(Excerpted passage)
****************

The importance of the one-page Iraq briefing, which Bush still doesn’t want us to see

To follow up on yesterday’s NYT item on a one-page summary of prewar intelligence in Iraq prepared for Bush — which the White House is refusing to share with the Senate Intelligence Committee — Slate’s Fred Kaplan had a great take on why the document is so important.

To be sure, the document would, at a minimum, shed some light on what exactly Bush thought about the alleged Iraqi threat. The White House has already admitted that the president did not actually read the 2002 National Intelligence Estimate before launching the invasion. As a result, this single-page summary was the primary rationale, encapsulating the intelligence that led Bush to feel the war was necessary.

Kaplan raised two good questions in response to the NYT article.

The first question: The “President’s Summary” was one page? This CIA estimate was a 93-page document, filled with caveats, qualifiers, and footnotes of interagency dissent on several key points. It would take a dedicated master of pith to whittle the NIE’s findings and equivocations to a single page. (By the Times’ account, the summarizer didn’t bother with the equivocations.)

Maybe the font was really small. Maybe Bush gets restless and easily distracted if asked to review a document longer than a few paragraphs. In either case, it’s worth knowing what exactly that one page told him.

Which leads to the second question: Who wrote this summary? And what position had he or she taken on the estimate’s controversies?

[…]

What did the president know about Iraqi WMD — or, more to the point, what did he think (or what was he led to think) his intelligence agencies knew?


We won’t know unless the White House agrees to cooperate with requests for the document, but as Kaplan explained, it could answer a whole lot of questions.

If all George W. Bush knew about the Iraqi threat was gleaned from a one-page summary that stated the case for WMD — and that did not even acknowledge the existence of a case for skepticism — that’s important to know. It’s important for citizens who want some insight on why we went to war. And it’s important for the president, who may decide to read a longer document the next time there’s trouble.

And it’s important for a president who is predisposed to secrecy to hide facts that could be embarrassing in an election year.

Would Bush have acted any differently if he’d known that the State Department’s intelligence branch thought Iraq had imported aluminum tubes for purposes other than building centrifuges? Or that Air Force Intelligence thought Iraq’s drones were unsuitable for spraying chemical or biological weapons? Or that several agencies were far less sure than others that Iraq was reconstituting its nuclear weapons program? Maybe not. But a president at least should be told of such things. And citizens should know whether he was told—or wanted to be told — of such things.

[…]

“Everybody” assumed Iraq possessed stockpiles of chemical and biological weapons; some also believed Saddam Hussein was trying to rebuild his nuclear program. The CIA, which shared this assumption, kept coming up short on supporting evidence and even found some evidence to dispute it. Footnotes of dissent and ambiguity crept into the NIE. But this time, the president did not side with the dissenters. The question is: Did he know there were dissenters? And: Did he care?

****************

(Exercises)
**a.** Revise the post on the one-page Iraq briefing by restating everything from "Maybe the font" down to "intelligence agencies knew?", putting "digest" in place of "summary".
**b.** Answer these questions using the post on the one-page Iraq briefing:
(i) How many pages long was the CIA estimate?
(ii) Which year's National Intelligence Estimate did the president not read before the invasion?
(iii) Which body is the White House refusing to share the one-page summary with?

****************

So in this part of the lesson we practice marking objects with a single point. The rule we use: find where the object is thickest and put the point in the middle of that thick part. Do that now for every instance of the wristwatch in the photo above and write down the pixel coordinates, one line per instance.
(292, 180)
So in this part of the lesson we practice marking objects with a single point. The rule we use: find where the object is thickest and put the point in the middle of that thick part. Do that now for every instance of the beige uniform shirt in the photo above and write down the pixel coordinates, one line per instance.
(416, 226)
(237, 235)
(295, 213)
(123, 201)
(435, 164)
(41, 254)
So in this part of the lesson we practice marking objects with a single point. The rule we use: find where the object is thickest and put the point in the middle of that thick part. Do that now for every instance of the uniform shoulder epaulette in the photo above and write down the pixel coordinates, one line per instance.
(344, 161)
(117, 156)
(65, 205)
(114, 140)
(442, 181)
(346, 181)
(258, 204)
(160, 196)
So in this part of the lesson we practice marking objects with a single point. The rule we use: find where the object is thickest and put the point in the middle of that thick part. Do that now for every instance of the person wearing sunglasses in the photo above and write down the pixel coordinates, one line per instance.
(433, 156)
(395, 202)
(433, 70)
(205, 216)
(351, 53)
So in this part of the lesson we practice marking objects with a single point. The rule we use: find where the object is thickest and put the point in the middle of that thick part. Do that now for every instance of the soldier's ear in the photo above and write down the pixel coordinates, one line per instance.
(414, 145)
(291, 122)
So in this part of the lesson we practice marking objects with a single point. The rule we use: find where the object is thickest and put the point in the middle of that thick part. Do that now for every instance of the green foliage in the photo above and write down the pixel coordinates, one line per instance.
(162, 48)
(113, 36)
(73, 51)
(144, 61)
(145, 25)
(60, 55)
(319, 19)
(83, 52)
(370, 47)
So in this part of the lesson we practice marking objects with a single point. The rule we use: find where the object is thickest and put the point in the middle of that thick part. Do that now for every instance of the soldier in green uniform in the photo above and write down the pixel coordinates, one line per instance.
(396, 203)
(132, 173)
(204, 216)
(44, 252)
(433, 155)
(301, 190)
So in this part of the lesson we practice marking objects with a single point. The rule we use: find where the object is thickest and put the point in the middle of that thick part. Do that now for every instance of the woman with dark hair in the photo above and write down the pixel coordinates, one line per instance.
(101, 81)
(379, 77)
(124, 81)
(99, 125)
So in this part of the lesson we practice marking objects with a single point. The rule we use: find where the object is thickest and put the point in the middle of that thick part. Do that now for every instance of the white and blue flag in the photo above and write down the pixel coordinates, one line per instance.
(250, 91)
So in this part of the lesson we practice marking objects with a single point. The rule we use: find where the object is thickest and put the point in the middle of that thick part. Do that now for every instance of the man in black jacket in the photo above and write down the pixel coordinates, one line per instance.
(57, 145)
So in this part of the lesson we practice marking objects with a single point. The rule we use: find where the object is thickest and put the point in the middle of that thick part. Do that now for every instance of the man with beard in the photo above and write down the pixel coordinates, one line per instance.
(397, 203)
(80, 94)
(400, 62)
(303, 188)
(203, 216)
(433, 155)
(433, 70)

****************

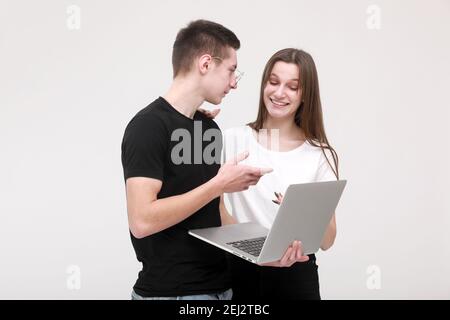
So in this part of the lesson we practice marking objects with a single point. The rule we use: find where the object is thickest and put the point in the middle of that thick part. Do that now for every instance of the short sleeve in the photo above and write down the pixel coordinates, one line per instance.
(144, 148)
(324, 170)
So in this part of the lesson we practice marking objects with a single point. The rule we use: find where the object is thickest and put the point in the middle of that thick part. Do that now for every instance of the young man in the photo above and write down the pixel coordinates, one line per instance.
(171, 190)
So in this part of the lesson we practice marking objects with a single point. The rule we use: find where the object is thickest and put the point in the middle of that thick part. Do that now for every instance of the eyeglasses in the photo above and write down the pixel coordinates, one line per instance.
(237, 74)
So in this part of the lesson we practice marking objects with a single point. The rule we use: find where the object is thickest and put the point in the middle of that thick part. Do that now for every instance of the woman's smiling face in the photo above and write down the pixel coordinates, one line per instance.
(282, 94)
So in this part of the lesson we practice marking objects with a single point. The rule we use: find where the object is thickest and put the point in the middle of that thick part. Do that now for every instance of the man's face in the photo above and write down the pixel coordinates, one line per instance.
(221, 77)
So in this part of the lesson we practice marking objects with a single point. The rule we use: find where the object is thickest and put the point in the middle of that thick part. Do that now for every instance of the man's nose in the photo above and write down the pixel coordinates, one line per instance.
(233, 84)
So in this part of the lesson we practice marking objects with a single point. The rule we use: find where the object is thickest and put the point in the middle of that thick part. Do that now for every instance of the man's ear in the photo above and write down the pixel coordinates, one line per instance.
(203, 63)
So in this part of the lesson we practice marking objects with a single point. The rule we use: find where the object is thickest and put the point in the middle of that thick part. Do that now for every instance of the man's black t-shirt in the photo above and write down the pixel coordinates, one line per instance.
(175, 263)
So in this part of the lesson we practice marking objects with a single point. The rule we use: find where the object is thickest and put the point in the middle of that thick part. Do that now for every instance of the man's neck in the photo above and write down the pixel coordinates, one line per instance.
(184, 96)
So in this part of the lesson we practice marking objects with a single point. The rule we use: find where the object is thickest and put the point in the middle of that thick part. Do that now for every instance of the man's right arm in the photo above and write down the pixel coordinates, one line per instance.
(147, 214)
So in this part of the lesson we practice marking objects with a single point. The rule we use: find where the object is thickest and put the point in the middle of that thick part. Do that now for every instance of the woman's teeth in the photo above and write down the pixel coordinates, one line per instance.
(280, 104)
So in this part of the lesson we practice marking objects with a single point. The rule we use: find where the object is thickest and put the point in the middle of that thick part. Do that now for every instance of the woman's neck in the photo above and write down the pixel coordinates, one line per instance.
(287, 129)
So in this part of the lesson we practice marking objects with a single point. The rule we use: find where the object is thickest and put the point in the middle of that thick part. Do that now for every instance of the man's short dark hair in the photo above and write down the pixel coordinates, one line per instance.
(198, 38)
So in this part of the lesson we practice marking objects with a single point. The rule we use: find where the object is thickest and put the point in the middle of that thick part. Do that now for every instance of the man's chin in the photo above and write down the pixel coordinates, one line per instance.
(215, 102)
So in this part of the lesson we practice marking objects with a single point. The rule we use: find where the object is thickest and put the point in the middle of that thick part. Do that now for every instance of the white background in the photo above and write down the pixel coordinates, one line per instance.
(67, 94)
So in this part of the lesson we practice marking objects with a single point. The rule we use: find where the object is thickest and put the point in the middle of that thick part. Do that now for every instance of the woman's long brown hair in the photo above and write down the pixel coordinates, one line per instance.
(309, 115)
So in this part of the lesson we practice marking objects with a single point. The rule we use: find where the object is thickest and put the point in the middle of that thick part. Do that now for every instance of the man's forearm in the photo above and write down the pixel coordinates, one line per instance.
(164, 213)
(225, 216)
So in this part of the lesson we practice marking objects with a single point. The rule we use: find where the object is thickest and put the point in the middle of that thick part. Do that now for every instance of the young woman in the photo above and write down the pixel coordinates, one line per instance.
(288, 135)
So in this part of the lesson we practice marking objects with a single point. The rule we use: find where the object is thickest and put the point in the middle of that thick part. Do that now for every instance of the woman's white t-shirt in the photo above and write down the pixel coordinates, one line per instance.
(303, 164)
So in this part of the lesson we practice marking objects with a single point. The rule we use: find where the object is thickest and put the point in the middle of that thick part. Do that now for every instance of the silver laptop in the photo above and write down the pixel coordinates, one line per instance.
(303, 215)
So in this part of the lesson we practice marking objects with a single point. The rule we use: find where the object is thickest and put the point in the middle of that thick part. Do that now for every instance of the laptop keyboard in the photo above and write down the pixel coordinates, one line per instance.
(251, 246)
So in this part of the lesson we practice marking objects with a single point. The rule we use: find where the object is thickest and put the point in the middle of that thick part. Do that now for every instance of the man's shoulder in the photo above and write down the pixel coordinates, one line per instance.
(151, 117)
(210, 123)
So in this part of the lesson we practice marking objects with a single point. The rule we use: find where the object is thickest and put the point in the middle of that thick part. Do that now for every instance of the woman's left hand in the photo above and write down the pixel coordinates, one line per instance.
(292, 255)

****************

(Answers below)
**a.**
Maybe the font was really small. Maybe Bush gets restless and easily distracted if asked to review a document longer than a few paragraphs. In either case, it’s worth knowing what exactly that one page told him.

Which leads to the second question: Who wrote this digest? And what position had he or she taken on the estimate’s controversies?

[…]

What did the president know about Iraqi WMD — or, more to the point, what did he think (or what was he led to think) his intelligence agencies knew?

**b.**
(i) 93 pages.
(ii) The 2002 National Intelligence Estimate.
(iii) The Senate Intelligence Committee.